## What to produce
Exactly reproduce the lines from the line containing "Place a pin on every instance of the tile" to the end of the data below, inclusive, and nothing else.
--
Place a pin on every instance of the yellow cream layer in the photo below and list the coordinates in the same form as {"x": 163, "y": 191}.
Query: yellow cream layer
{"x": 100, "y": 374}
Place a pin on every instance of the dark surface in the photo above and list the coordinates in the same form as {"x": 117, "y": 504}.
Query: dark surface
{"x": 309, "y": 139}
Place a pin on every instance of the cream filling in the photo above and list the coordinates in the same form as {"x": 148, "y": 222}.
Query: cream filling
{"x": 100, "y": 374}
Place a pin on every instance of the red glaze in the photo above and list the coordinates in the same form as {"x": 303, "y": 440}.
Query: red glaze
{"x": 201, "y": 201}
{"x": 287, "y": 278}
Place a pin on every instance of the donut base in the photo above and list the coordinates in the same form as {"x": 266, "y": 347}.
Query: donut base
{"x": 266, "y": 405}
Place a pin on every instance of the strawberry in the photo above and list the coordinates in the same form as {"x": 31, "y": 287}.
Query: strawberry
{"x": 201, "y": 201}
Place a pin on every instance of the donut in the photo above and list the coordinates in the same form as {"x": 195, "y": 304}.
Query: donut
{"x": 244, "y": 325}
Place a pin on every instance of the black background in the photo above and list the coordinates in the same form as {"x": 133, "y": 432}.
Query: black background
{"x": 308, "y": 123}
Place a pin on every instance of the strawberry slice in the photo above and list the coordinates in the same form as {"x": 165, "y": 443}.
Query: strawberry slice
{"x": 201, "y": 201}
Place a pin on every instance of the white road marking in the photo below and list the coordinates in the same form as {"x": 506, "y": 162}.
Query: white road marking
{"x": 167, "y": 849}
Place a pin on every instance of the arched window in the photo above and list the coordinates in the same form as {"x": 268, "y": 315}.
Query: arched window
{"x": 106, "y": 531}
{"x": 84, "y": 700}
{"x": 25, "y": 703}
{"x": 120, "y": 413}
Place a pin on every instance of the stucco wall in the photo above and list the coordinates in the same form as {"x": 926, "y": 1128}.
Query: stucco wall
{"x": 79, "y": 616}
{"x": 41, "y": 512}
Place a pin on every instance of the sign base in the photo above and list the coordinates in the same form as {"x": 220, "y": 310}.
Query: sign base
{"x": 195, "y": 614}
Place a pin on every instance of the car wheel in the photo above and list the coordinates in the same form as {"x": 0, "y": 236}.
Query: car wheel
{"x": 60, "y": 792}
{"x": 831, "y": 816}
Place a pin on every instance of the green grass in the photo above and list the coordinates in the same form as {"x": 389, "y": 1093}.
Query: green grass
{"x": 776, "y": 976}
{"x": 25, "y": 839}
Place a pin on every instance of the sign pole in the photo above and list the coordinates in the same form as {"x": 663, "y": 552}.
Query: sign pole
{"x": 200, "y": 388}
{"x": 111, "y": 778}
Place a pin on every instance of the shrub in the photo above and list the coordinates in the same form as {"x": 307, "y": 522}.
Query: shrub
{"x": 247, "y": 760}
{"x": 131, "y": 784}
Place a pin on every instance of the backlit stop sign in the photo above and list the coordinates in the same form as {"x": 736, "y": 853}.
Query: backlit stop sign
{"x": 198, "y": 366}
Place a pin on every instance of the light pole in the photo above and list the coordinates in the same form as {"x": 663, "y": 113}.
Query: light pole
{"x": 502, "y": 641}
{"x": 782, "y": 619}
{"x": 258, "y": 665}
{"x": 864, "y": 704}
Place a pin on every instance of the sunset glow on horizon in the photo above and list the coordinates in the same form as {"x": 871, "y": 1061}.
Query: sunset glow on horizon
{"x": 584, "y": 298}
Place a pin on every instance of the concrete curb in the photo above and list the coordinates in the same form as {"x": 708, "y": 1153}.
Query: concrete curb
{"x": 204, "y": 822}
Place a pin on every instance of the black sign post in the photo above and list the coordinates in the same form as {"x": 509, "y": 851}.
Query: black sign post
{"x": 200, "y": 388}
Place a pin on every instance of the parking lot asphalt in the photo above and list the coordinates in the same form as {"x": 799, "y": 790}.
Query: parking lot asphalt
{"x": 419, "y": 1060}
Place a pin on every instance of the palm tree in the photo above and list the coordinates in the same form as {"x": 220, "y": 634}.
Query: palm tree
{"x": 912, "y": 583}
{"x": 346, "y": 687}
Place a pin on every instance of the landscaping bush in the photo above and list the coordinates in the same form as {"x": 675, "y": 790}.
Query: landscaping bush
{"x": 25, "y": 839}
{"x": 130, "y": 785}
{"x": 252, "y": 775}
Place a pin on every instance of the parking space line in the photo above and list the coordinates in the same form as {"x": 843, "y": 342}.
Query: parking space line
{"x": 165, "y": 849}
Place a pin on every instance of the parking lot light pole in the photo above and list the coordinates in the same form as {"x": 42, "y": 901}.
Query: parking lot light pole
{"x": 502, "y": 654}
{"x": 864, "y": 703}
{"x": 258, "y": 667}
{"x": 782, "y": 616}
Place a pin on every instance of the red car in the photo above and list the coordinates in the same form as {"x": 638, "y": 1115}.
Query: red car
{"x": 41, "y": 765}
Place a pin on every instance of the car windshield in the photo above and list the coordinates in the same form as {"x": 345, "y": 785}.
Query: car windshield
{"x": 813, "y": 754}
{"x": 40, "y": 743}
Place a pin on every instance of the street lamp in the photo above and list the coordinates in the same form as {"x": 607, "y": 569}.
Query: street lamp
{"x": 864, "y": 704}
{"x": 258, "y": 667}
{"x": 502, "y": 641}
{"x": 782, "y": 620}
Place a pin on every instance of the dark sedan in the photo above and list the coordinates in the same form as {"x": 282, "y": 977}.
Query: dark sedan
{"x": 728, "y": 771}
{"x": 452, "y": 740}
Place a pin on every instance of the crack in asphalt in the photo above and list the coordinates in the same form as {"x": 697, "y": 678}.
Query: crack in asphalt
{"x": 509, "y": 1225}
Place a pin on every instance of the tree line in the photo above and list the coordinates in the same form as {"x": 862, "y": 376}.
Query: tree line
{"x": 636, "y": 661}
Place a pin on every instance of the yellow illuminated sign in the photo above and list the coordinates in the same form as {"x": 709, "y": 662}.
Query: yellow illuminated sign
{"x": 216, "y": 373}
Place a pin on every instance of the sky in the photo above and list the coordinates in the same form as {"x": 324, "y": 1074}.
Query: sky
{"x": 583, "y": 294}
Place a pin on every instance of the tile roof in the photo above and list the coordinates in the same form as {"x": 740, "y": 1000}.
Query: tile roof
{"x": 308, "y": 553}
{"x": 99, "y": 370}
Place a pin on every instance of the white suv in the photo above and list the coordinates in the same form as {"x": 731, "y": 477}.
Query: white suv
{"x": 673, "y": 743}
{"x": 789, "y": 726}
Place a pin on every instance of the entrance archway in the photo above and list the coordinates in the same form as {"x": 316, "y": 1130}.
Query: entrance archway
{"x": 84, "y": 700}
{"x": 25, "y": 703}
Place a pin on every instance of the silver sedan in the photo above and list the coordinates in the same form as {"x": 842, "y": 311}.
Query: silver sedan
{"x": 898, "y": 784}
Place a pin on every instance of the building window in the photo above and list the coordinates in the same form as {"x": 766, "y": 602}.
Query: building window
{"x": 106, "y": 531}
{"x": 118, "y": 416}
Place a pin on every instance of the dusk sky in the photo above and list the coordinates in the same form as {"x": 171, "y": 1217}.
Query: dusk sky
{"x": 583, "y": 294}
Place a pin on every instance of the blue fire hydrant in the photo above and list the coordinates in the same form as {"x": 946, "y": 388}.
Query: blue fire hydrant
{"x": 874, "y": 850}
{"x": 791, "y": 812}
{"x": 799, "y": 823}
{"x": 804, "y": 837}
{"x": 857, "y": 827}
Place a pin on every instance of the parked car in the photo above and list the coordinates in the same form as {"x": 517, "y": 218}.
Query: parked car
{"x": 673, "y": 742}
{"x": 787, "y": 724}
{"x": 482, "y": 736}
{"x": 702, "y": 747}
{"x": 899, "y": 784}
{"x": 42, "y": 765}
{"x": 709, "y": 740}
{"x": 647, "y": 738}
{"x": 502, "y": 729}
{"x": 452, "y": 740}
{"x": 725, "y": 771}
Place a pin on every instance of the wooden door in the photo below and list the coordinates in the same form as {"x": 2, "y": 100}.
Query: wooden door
--
## Correct response
Place a pin on every instance of the tile roof in the photo above and list the coordinates in the same form as {"x": 740, "y": 1000}.
Query: tile roof
{"x": 308, "y": 553}
{"x": 99, "y": 370}
Place a pin on every instance of the white suv in the photo above and list the coordinates in the same form as {"x": 731, "y": 477}.
Query: white suv
{"x": 673, "y": 743}
{"x": 789, "y": 726}
Place a pin on every instance of the entrance archway in the photo above and list the coordinates in the same form as {"x": 316, "y": 1130}.
Query: entrance archway
{"x": 84, "y": 700}
{"x": 25, "y": 703}
Place a pin on every instance of the silver sedan in the photo above and list the coordinates in the same form as {"x": 842, "y": 311}.
Query: silver sedan
{"x": 898, "y": 784}
Place a pin on every instance of the building window in the photo above and list the coordinates in the same form as {"x": 766, "y": 602}.
Query: building window
{"x": 106, "y": 531}
{"x": 118, "y": 416}
Place a pin on every instance of the dusk sky in the photo above and list the coordinates in the same form as {"x": 171, "y": 1217}.
Query: dusk sky
{"x": 583, "y": 294}
Place a pin on every instance of the blue fire hydrant in the photo above and list the coordinates in the same form as {"x": 946, "y": 388}.
Query: blue fire hydrant
{"x": 874, "y": 850}
{"x": 791, "y": 812}
{"x": 799, "y": 823}
{"x": 804, "y": 837}
{"x": 857, "y": 827}
Place a pin on every instance of the parked car in the photo above and list the coordinates in the same form as {"x": 517, "y": 218}.
Query: parked car
{"x": 673, "y": 742}
{"x": 787, "y": 724}
{"x": 482, "y": 736}
{"x": 702, "y": 747}
{"x": 899, "y": 784}
{"x": 42, "y": 765}
{"x": 709, "y": 740}
{"x": 647, "y": 738}
{"x": 502, "y": 729}
{"x": 452, "y": 740}
{"x": 725, "y": 771}
Place a pin on every instance of the wooden door in the photo below and list the coordinates in the same form as {"x": 2, "y": 100}.
Query: wooden door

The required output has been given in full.